• _TUJUAN TUGAS_
Identifikasi setiap baris data di bawah ini yang memuat kata "window", lalu salin baris-baris tersebut.

• _Data tentang menemukan benda yang disebut namanya_
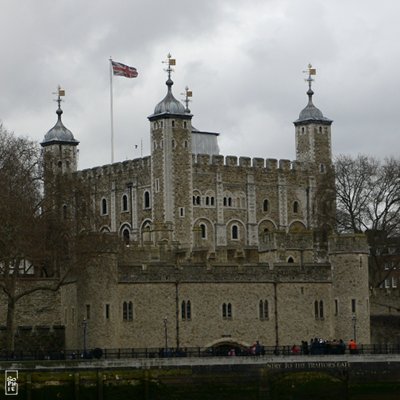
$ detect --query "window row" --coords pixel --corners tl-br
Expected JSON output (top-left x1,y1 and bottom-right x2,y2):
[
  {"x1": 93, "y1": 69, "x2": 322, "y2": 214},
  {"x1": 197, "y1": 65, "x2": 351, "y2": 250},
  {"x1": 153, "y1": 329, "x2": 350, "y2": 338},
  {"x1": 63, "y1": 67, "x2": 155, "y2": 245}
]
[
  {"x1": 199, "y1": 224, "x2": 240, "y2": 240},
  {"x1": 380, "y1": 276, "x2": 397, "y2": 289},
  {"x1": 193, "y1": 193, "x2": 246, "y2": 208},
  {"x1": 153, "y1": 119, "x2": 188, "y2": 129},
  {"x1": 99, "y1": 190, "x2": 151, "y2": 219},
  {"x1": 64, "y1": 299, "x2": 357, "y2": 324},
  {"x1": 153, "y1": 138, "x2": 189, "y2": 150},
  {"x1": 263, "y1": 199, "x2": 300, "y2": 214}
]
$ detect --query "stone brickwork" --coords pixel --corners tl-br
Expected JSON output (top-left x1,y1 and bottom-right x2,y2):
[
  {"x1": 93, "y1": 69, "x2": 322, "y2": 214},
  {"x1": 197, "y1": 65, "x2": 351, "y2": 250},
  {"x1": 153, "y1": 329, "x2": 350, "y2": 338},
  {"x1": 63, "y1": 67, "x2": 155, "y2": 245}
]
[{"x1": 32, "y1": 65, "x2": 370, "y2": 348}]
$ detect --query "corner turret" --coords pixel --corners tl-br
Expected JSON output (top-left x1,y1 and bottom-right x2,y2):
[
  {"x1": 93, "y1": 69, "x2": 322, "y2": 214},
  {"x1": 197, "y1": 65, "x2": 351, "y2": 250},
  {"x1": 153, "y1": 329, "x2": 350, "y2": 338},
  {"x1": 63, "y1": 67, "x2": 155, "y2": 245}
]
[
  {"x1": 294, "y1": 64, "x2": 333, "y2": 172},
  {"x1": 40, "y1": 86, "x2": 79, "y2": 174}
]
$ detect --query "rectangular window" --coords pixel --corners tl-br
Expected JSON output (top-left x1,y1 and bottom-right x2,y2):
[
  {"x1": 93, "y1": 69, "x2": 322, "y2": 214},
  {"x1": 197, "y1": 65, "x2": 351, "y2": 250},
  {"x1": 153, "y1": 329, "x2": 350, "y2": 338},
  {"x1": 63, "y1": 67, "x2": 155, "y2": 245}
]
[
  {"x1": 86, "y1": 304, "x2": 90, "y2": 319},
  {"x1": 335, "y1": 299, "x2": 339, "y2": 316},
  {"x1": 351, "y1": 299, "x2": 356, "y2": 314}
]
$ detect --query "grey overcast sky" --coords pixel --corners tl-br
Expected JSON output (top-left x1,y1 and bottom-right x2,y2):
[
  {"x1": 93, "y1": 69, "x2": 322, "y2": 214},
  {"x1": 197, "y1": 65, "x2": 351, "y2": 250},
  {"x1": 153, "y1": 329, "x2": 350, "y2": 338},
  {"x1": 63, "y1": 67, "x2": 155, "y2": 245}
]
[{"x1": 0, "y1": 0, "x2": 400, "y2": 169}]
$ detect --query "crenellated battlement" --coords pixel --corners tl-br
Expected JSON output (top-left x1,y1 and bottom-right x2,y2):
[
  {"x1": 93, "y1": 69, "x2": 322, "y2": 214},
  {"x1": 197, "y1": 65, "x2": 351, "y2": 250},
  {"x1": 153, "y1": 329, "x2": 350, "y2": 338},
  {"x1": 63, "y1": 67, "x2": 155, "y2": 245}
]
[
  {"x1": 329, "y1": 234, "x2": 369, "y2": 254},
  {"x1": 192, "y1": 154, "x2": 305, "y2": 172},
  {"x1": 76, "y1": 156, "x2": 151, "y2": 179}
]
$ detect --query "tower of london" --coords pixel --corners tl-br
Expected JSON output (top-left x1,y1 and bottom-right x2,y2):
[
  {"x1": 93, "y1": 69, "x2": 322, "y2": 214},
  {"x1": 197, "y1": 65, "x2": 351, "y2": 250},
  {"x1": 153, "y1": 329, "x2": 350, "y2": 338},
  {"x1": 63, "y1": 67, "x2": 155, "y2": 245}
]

• _PENYELESAIAN TUGAS_
$ detect --query "window row" --coords pixel --corners tl-br
$ detect --query "rectangular window" --coords pixel --corners tl-br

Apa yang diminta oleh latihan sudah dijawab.